::: Selected passage

Here's How Weed Can Change Your Favorite Workout

Life

Some people drink overpriced kale juice before hitting the gym. A growing body of athletes is fueling up on a different green treat: weed.

Coming soon to San Francisco is a gym that'll let clients consume marijuana while working out, according to Tech Insider. The gym, Power Plant Fitness, will reportedly allow edibles and vaping on-site and plans to add an "outdoor smoking deck" in the future.

The gym sees cannabis as "a tool for focus and recovery," according to Tech Insider, which spoke to founder Jim McAlpine via email:

"New members will take a 'cannabis performance assessment' under the supervision of staff to determine the 'most optimal ways to consume.' Some might find a bite out a pot brownie gives them the push they need to complete a circuit training workout, while others find it knocks them on the floor."

"It won't be a place to get high and just screw around," McAlpine said in a blog post. "We are focused on the athletic side, not the cannabis side."

So! Can weed actually help you work out?

Plenty of athletes claim weed ups their game. One of them is Seibo Shen, a jiujitsu enthusiast and founder of the vaping company VapeXhale. The 39-year-old recently starting vaping before entering jiujitsu matches, and says it's helped him achieve the perfect mental state for fighting.

"When I consume cannabis, I'm just in a state of — I don't want to call it 'oneness' — but I'm very calm," Shen said Thursday in a phone interview. "I just go in super loose."

In intense, competitive sports like jiujitsu, mixed martial arts or football, so much of athletes' success depends on "getting in the zone," Shen said — and marijuana stands to help them get there. 

"When you can get your mind out of the way and let your body do what it's supposed to do based on muscle memory and repetition, you have athletes performing at a higher level," he said.

There's also Ross Rebagliati, the Canadian snowboarder who tested positive for THC after winning a gold medal at the 1998 Olympic Games. Rebagliati — who ultimately got to keep his medal — has said cannabis helps him train.

::::::
::: Recorded information

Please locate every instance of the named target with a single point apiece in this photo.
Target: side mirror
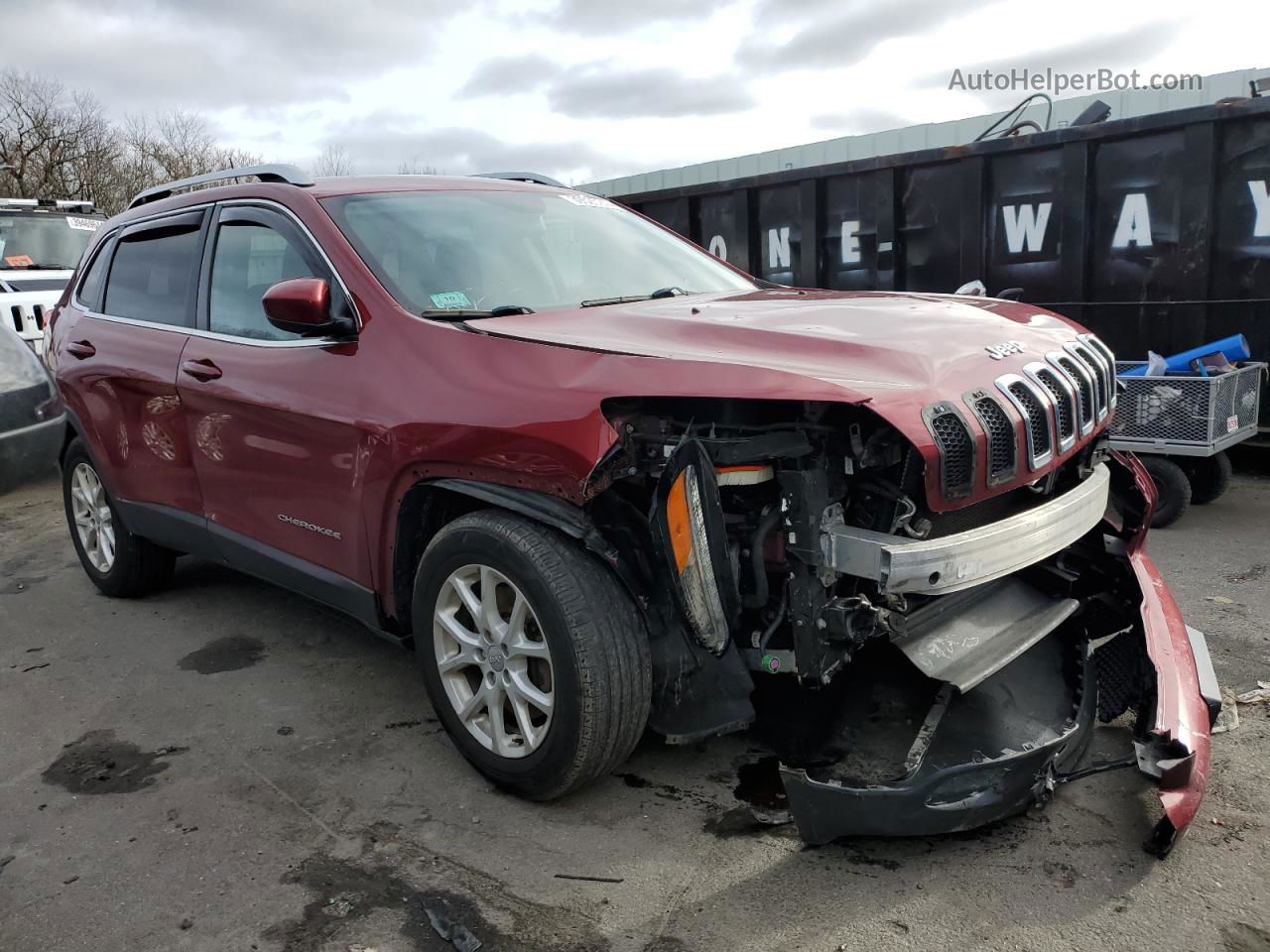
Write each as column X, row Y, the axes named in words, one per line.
column 303, row 306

::::::

What the exercise asks: From the article on cannabis and workouts, reproduce word for word the part starting with "Coming soon to" and going on through "in the future.".

Exercise result:
Coming soon to San Francisco is a gym that'll let clients consume marijuana while working out, according to Tech Insider. The gym, Power Plant Fitness, will reportedly allow edibles and vaping on-site and plans to add an "outdoor smoking deck" in the future.